Lesetext
Meine geniale Freundin (Original L'amica geniale, 2011) ist ein kräftiges, geradliniges, kernig geschriebenes Stück Literatur, das nach seiner Ersterscheinung vor fünf Jahren ein Welterfolg wurde, völlig übersehen vom deutschen Markt. Der Suhrkamp-Verlag rudert nun nach, um die weiteren Bände dieser vierteiligen Neapel-Saga "in rascher Folge", wie es heißt, auf Deutsch vorzulegen.

Eine derart prononciert weibliche Erzählperspektive ist in der Romanprosa nämlich rar – auch darin mag der enorme Zuspruch begründet sein. Gleiches gilt für das Genre Frauenfreundschaft an sich, das sich literarisch vorwiegend in Briefen manifestiert. Die den Protagonistinnen eingeschriebene emanzipatorische Energie wirkt gänzlich urwüchsig, sie bricht zuweilen slapstickhaft hervor. So kommt die Schustertochter Lila einmal in hohem Bogen aus dem Fenster geflogen ("dürr wie eine gesalzene Sardelle"), weil sie im Streit mit ihrem Vater wieder einmal unnachgiebig blieb. Oder: Sie geht einem aufdringlichen Camorra-Macker mit dem Schustermesser an die Gurgel.

Aufgabenstellung
Wie könnte die Besprechung von „Meine geniale Freundin“ nach ihrem letzten Satz weitergehen? Nimm den Faden dort auf und schreib den Lesetext fort.

[Dateneinträge]
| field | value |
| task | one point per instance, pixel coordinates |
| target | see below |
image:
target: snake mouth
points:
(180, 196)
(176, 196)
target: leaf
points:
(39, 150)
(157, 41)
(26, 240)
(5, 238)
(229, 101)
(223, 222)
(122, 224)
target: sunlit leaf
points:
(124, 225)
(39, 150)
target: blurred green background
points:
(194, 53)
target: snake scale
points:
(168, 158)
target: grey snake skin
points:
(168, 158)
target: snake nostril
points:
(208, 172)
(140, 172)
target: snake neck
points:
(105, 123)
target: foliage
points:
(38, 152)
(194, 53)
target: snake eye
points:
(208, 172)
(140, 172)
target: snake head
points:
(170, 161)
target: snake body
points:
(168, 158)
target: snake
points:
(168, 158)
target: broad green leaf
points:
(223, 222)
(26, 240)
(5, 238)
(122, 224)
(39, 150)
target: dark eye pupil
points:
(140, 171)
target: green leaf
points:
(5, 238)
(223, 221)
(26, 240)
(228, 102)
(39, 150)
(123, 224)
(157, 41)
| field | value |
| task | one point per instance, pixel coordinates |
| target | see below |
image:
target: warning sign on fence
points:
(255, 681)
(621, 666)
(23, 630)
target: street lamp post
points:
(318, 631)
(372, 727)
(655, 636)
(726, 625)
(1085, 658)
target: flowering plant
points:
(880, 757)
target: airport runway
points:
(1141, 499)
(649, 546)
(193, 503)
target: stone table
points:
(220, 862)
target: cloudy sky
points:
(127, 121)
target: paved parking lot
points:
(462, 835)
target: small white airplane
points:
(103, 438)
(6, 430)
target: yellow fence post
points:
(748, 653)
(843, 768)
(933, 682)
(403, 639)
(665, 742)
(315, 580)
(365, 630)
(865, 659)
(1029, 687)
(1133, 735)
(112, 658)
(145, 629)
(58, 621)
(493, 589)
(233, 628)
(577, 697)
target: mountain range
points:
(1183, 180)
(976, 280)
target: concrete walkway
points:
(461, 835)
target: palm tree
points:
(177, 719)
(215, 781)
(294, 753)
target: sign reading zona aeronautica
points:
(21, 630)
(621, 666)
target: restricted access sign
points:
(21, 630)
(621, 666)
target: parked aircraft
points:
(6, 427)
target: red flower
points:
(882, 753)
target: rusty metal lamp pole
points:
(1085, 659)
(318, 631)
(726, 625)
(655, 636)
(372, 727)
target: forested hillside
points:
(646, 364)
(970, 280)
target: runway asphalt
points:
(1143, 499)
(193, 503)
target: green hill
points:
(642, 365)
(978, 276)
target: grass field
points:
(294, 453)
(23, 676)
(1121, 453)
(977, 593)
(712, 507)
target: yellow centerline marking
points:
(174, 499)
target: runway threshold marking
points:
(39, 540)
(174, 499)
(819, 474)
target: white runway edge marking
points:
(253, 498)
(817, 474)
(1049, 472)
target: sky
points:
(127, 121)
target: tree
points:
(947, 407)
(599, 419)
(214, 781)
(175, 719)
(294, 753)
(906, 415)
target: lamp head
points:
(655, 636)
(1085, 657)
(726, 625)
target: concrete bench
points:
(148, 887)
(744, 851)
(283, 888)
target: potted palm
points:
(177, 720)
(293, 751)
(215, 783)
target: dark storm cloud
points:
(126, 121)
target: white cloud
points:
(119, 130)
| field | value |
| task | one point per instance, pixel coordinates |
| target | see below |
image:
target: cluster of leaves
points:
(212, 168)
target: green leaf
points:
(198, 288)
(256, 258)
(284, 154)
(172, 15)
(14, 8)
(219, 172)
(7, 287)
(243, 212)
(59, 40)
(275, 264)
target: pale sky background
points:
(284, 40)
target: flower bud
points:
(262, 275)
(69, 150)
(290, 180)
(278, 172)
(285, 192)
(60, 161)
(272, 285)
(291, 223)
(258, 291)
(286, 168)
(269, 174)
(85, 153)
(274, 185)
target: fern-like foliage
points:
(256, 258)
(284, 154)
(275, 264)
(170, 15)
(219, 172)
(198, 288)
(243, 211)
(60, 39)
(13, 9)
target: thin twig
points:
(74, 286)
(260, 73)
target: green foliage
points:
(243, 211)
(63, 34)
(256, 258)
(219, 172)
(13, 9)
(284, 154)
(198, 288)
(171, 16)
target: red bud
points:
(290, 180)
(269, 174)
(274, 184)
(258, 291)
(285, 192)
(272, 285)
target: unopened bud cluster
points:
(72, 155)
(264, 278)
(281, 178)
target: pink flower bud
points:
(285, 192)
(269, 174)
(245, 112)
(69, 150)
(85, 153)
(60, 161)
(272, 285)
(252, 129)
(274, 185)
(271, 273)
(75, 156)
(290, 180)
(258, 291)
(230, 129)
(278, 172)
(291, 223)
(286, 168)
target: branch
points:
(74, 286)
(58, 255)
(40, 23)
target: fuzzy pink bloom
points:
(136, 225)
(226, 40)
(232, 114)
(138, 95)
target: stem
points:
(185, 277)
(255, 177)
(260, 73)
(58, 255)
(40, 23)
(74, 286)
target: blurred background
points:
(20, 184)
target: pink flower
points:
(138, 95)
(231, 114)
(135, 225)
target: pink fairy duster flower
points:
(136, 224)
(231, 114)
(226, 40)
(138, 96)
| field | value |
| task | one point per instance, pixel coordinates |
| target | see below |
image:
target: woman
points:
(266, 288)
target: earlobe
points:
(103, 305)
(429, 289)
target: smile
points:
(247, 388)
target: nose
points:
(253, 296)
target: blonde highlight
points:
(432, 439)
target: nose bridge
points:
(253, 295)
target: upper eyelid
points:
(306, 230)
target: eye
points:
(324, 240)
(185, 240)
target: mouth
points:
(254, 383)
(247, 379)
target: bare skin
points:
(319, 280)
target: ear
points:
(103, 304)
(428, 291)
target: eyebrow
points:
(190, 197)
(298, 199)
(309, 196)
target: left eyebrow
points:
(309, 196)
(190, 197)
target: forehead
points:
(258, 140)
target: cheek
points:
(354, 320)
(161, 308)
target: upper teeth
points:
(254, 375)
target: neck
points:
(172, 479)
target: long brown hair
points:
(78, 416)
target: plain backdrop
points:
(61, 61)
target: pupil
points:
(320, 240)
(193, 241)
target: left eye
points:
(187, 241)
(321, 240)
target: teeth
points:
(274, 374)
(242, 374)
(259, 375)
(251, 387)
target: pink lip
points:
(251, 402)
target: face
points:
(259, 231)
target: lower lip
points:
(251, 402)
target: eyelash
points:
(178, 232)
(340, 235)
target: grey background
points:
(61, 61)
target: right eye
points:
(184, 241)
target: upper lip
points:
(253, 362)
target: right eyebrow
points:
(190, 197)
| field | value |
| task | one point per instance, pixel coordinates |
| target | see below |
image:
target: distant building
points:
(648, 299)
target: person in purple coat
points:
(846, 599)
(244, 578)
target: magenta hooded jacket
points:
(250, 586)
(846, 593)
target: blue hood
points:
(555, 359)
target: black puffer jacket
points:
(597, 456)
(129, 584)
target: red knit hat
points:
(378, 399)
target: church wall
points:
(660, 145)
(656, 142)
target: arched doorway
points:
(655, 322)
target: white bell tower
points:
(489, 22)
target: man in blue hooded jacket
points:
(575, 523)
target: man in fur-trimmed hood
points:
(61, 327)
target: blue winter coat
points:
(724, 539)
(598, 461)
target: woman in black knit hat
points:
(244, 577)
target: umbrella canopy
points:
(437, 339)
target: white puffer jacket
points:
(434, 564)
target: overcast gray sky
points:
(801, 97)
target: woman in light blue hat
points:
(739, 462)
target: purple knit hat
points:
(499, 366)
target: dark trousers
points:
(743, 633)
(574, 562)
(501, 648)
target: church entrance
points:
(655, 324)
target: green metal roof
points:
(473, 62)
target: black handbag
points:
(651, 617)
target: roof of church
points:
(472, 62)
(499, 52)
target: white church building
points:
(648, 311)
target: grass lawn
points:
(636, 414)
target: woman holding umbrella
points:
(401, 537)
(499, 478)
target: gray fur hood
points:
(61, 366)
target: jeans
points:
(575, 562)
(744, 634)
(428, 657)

Antwort zur Aufgabe
Die ungeschriebenen Gesetze im "Rione" der 1950er-Jahre sind brutal. Don Achille etwa wird hinterrücks ermordet. Warum, das weiß nur der Wind. Es kann auch lebensgefährlich sein, mit dem falschen Burschen aufs Parkett zu tanzen. Gegebenenfalls muss man gar "den einen" heiraten, um "den anderen" loszuwerden.

Er ist "unter null"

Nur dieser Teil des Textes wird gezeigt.